══ ИСХОДНЫЙ ТЕКСТ
Люди, близко знавшие Островского, прожившие совместно с ним много лет, рассказывали историю этого никогда не покорявшегося человека. Читая их воспоминания, с гордостью думаешь о том, что рядом с нами жили и живут такие люди.
В 1926 г. Островский писал своему врачу А. П. Давыдовой: «У меня порой бывают довольно большие боли, но я их переношу все так же втихомолку, никому не говоря, не жалуюсь… Если бы сумма этой физической боли была меньше, я бы «отошел» немного, а то иногда приходится крепко сжимать зубы, чтобы не завыть по-волчьи, протяжно, злобно».
Самое страшное для Островского не физическая боль, а невозможность участвовать в жизни людей.
Доктор М. К. Павловский, лечивший писателя и имевший возможность наблюдать его в течение ряда лет, рассказывает: «Это был один из самых тяжелых случаев такого рода заболевания. Больной должен был испытывать мучительнейшие боли… Медицина оказалась в данном случае бессильной… Николай Алексеевич умел держать себя в руках, и незнающий человек мог подумать, что он не испытывает вообще боли.
Мне приходилось неоднократно видеть, что Николай Алексеевич сверхчеловеческими усилиями воли подавляет чувство боли и не показывает вида, что он страдает».
Слепой, он был зорче зрячих, парализованный — подвижнее многих двигающихся, страдающий от невыносимых болей, он излучал столько тепла, бодрости, энергии, что люди, сидевшие у его постели, не хотели верить, что Островский неизлечимо болен.
Ни мучительные боли, ни чрезвычайно болезненные медицинские процедуры не лишили Островского интереса к окружающей жизни, не сделали его замкнутым, раздражительным, не оторвали его от людей. И в обстановке больницы он стремился жить жизнью своей страны. Ночью, когда непереносимые боли в колене мешали спать, Островский полушопотом, стараясь не потревожить окружающих, рассказывал дежурной сестре о своей работе в украинской комсомольской организации. Эти разговоры в тишине, под мерное дыхание соседей, в полумраке слабо освещенной комнаты помогали ему легче переносить страдания. Островский, снова переживая незабываемые ощущения битвы, горел жаждой борьбы, без которой он не мыслил жизни.
════
• ЗАДАНИЕ 1
Кому Островский написал в 1926 году письмо о своих болях, согласно тексту об Островском?
• ЗАДАНИЕ 2
Продолжите текст об Островском с того места, на котором он заканчивается.
══ ПЕРЕЧЕНЬ ЗАПИСЕЙ
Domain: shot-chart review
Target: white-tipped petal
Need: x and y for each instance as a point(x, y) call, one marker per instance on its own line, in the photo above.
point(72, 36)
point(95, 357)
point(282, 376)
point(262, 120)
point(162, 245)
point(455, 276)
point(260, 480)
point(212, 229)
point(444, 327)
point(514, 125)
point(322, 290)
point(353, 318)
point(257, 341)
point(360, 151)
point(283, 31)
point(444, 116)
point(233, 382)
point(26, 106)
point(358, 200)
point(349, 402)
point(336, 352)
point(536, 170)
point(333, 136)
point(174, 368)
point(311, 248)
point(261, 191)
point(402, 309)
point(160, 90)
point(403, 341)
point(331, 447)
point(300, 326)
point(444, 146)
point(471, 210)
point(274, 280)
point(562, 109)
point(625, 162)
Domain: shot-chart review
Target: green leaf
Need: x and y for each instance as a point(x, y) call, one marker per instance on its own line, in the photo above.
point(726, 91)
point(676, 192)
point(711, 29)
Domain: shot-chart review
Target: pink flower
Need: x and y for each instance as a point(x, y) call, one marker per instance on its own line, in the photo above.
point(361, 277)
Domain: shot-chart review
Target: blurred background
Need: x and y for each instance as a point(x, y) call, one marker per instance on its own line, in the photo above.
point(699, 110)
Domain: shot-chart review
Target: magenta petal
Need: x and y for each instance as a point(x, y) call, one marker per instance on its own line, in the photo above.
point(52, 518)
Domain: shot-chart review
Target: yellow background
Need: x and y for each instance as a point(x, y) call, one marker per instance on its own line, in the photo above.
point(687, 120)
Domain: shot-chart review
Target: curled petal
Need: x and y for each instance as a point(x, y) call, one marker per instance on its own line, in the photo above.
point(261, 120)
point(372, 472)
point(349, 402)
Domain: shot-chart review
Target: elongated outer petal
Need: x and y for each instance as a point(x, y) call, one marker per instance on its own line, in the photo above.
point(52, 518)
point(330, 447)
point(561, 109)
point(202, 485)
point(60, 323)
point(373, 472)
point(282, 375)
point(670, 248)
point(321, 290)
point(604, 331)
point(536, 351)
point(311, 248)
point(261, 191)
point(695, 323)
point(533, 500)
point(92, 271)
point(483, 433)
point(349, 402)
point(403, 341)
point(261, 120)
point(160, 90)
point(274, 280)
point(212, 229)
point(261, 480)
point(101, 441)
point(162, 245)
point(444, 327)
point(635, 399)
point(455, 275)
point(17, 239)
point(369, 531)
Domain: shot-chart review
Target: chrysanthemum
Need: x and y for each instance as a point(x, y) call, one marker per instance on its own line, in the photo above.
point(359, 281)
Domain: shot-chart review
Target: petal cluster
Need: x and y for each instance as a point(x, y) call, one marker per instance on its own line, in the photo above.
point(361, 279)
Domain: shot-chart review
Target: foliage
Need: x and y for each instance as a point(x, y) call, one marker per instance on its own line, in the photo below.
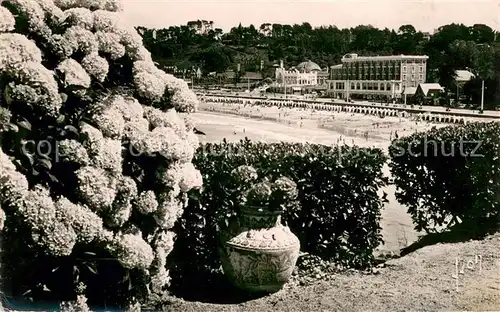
point(262, 193)
point(338, 213)
point(95, 159)
point(452, 47)
point(449, 175)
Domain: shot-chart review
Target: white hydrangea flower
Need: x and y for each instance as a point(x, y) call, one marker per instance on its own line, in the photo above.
point(146, 67)
point(93, 138)
point(85, 222)
point(73, 151)
point(149, 86)
point(160, 280)
point(110, 43)
point(172, 147)
point(81, 39)
point(81, 17)
point(96, 66)
point(139, 54)
point(16, 49)
point(126, 190)
point(60, 46)
point(130, 108)
point(112, 5)
point(96, 188)
point(53, 14)
point(171, 176)
point(132, 251)
point(2, 218)
point(167, 214)
point(74, 74)
point(146, 203)
point(37, 208)
point(22, 93)
point(88, 4)
point(191, 178)
point(6, 163)
point(193, 140)
point(110, 122)
point(106, 21)
point(164, 241)
point(109, 155)
point(40, 78)
point(120, 214)
point(13, 185)
point(188, 121)
point(184, 100)
point(58, 238)
point(136, 131)
point(7, 20)
point(33, 13)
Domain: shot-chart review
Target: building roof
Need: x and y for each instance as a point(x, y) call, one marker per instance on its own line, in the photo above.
point(463, 75)
point(247, 75)
point(308, 66)
point(426, 87)
point(410, 90)
point(355, 58)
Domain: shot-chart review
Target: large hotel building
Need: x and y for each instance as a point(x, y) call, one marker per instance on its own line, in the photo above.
point(377, 77)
════
• МЕСТО ДЛЯ ОТВЕТА 1
Своему врачу А. П. Давыдовой.

• МЕСТО ДЛЯ ОТВЕТА 2
Путь мужества и победы Островского стал путем многих тысяч юношей и девушек нашей страны. В Островском раскрылись гигантская нравственная сила советского человека, его любовь к жизни, умение преодолевать все препятствия, побеждать физические страдания. Мысль эту выразил Ромэн Роллан в неповторимых строках, обращенных к Островскому: «Вы останетесь для мира благотворным, возвышающим примером мирной победы духа над предательством индивидуальной судьбы…»
Таков же, как и сам Островский, герой его романа «Как закалялась сталь», Павел Корчагин. Островский объединил в образе Корчагина все то новое, что внесла Великая Октябрьская социалистическая революция в сознание послеоктябрьской молодежи, показал главное в лице советского человека: ясность цели, настойчивость, целеустремленность, твердость характера, непобедимость духа.
Врач той больницы, в которую привезли Корчагина, записывает в своем дневнике: «Рана на лбу Корчагина выглядит хорошо. Нас, врачей, поражает поистине безграничное терпение, с которым раненый переносит перевязки.
Обычно в подобных случаях много стонов и капризов.
Этот же молчит и, когда смазывают йодом развороченную рану, натягивается как струна. Часто теряет сознание, но вообще за весь период ни одного стона. Уже все знают, если Корчагин стонет, значит потерял сознание».
Великая Отечественная война еще раз показала, что Корчагин не подвижник, не исключительная личность, а рядовой человек, каких много среди современных нам представителей советской молодежи.
Не жалей себя» — это самая гордая, самая красивая мудрость на земле», — писал А. М. Горький. «Да здравствует человек, который не умеет жалеть себя. Есть только две формы жизни — гниение и горение. Трусливые и жадные изберут первую мужественные и мудрые — вторую.
Каждому, кто любит красоту, ясно, где величественное».